━━━━━ Passage to read

Sick building syndrome is generally caused by two things. One is poor ventilation. The other is toxic building materials, floor, wall and window coverings, furniture and electronics. A third possible culprit is the radiation and electro-magnetic waves emanating from all the electronic equipment found within offices. This last source perhaps needs more serious consideration and study.
The solutions to dealing with sick building syndrome fall into two categories: dealing with the air that people breathe within sick buildings, and dealing with the sources of the “disease”. The first involves designing new mechanical air handling systems, or redesigning old ones to screen out the toxic particles and gases flying about in buildings. This may mean incorporating showers or scrubbers to filter out particles and gases more effectively than systems do today. Sometimes building managers like to cut back on the amount of fresh air circulating within buildings to save on heating and cooling bills. This is understandable. But the fewer air changes, the sicker the building. If this is to be done, mechanical engineers and air handling system designers need to design more efficient systems to purify the air within sealed buildings.
Some creative designers have started incorporating natural filters to office settings by providing abundant living plant life. This may introduce some new maintenance issues, but it certainly is a nice way to partially deal with sick building syndrome. It does not address the dust problem but it does deal with some of the toxic gases and provide a source of daily oxygen in a pleasant manner.

━━━━━━━━━━

Problems and tasks =>
1) According to the passage on sick building syndrome, what do building managers sometimes cut back on to save on heating and cooling bills?
2) Write the next part of the passage on sick building syndrome, picking up after its last sentence.

━━━━━ Information given

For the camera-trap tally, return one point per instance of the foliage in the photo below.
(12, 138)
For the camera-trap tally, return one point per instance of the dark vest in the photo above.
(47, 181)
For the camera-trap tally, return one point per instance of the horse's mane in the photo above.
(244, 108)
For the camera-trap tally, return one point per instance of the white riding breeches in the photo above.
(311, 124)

━━━━━━━━━━

Answers to the exercises =>
1) The amount of fresh air circulating within buildings.

2)
The second solution to the problem is striking at its source. This is not quite as easy because existing buildings are filled with synthetic carpeting, press-board furniture, and all sorts of plastics, performing functions that range from storing garbage to housing computers and monitors. Over time all synthetic materials start to weaken and break down chemically. In the process they release gases and dust that eventually wind up in people’s lungs. These visible and invisible particles can cause asthmatic symptoms, or worse over time.
The only way to eliminate the sources of dust and gases is to start building with different materials and to replace existing carpeting and other sources of the disease before they start to rapidly deteriorate. Given the extent of the problem it may be impractical to eliminate all sources, but designers need to at least start asking manufacturers questions and checking the building products they specify for their potential toxicity. The road to clean air through reinvestment in new building products may be a long one but we need to start now.
So far we’ve talked about office buildings, but residential buildings can develop sick building syndrome as well. Especially modern homes and residential high rises that are designed with barriers to seal in air and vapor can start to exhibit the same symptoms as office buildings. Hitherto both homes and higher density residential buildings were designed in such a way that they allowed for relatively high air leakage. With greater emphasis on energy conservation, these buildings too are built much tighter and can bottle up toxic and stale air.
Not as many people share the air within homes as they do within work places, but proper consideration should also be given for air ventilation and circulation. At times the problem can be more pronounced in the winter season as many residential high-rises have water heating and cooling systems that do not circulate the air at all. Ventilation is provided through the pressurization systems that force air from corridors into residential units, then out of windows and kitchen and bathroom vents.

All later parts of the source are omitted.